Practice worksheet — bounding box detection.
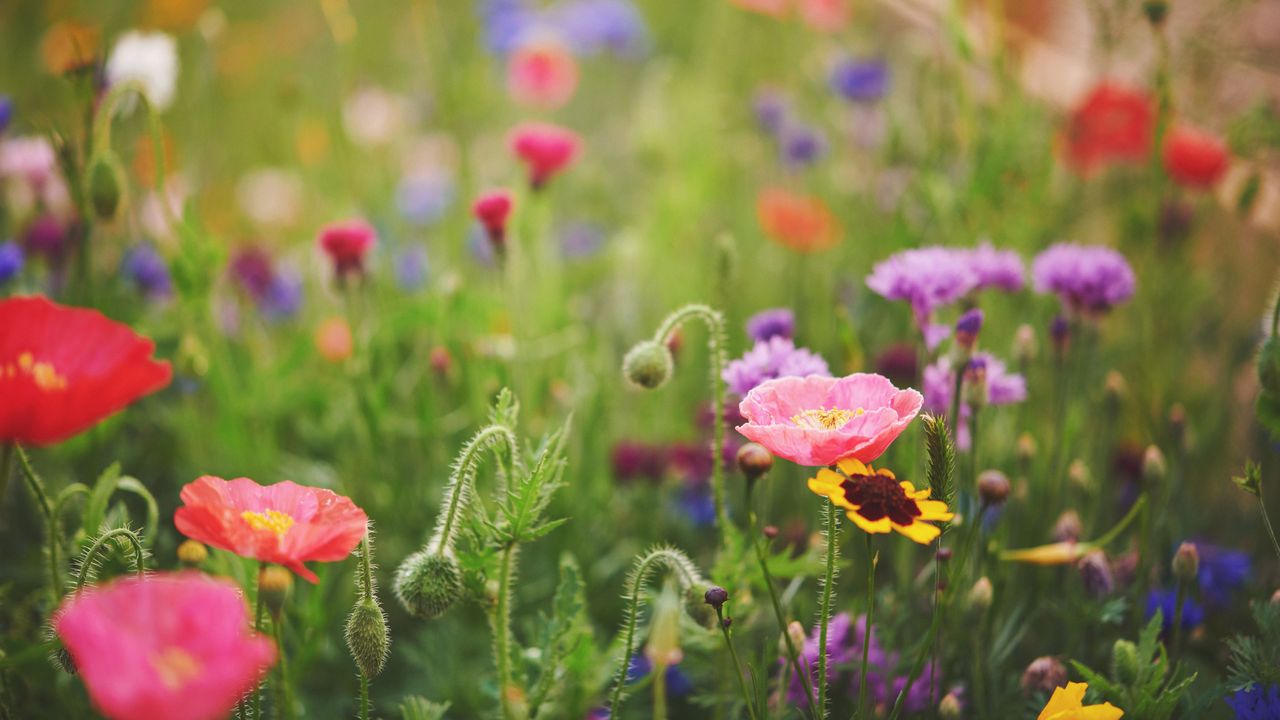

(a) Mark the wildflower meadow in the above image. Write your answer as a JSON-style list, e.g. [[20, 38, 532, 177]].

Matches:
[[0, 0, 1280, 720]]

══════

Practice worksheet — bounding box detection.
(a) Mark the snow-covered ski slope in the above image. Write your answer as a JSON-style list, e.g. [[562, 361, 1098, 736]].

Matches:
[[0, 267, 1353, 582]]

══════

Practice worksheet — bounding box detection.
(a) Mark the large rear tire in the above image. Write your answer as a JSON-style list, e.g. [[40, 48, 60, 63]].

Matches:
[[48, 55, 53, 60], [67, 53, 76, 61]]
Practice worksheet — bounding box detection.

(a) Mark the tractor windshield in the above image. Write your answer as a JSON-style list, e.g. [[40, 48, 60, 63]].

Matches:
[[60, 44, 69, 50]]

══════

**Work to be completed**
Which of the lines above contain the string "answer"? Copy out each such line in full.

**Response to the task**
(a) Mark the wildflower meadow in the above image. Write your answer as a JSON-style list, e.g. [[20, 38, 532, 177]].
(a) Mark the snow-covered ski slope in the above image. Write your answer as a JSON-style list, e.g. [[562, 361, 1098, 736]].
(a) Mark the large rear tire in the above image. Write your answer as a JSON-style list, e.g. [[40, 48, 60, 63]].
(a) Mark the tractor windshield in the above image. Write your answer as a JSON-style list, e.g. [[40, 48, 60, 63]].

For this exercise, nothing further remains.